*Short exercise*
Turn everything from the line with "Annotation task — tag each instance of the dark water" down to the line with "pixel 691 207" into a two-column CSV with the headers input and output. Use one row per record, with its text under input and its answer under output, each in a single quoted field with line breaks changed to spaces.

*Data for processing*
______________________________
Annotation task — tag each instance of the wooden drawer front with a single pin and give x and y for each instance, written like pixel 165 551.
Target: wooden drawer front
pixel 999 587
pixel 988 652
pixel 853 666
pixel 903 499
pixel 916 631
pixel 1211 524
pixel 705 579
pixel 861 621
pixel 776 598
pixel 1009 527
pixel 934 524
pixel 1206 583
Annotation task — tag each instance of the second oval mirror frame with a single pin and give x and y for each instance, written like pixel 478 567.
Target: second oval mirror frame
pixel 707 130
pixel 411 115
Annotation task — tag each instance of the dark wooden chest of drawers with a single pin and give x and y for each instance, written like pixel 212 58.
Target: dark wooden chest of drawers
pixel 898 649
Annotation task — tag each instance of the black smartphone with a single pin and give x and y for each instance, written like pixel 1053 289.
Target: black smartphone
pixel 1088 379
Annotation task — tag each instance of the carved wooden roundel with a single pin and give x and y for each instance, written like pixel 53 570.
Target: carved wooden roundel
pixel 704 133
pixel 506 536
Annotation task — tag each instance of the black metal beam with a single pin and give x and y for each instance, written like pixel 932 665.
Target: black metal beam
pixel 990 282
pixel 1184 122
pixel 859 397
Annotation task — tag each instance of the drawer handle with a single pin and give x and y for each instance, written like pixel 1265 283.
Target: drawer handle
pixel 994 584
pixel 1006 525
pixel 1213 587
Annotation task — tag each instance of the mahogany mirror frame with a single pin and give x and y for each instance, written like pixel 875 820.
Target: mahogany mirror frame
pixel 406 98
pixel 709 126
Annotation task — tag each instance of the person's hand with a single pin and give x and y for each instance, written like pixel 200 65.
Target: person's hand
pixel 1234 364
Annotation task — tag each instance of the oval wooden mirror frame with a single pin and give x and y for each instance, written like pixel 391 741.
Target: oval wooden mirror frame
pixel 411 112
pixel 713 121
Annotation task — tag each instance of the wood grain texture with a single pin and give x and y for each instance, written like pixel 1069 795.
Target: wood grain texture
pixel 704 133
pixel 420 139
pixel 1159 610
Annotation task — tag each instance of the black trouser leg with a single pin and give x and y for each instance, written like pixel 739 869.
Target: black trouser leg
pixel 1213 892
______________________________
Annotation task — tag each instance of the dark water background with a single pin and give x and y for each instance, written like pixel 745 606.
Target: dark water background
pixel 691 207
______________________________
*Output below*
input,output
"Annotation task — tag each instance of the dark water background with a single pin and give x and y for each instance, written like pixel 745 606. Target: dark water background","pixel 691 207"